Entries taken from a collection
* * * *

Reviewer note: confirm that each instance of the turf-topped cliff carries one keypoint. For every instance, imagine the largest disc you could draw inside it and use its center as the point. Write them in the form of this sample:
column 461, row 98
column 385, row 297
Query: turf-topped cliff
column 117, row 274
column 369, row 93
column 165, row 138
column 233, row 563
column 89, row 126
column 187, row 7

* * * *

What you will do - Repeat every line of the records above exactly.

Problem solution -
Reviewer note: confirm that each instance of the turf-topped cliff carries one keypoint. For every instance, imagine the largest disc you could draw inside it and use its center as the point. Write them in the form of this sample:
column 461, row 98
column 385, row 297
Query: turf-topped cliff
column 117, row 274
column 369, row 93
column 165, row 138
column 233, row 563
column 89, row 126
column 187, row 7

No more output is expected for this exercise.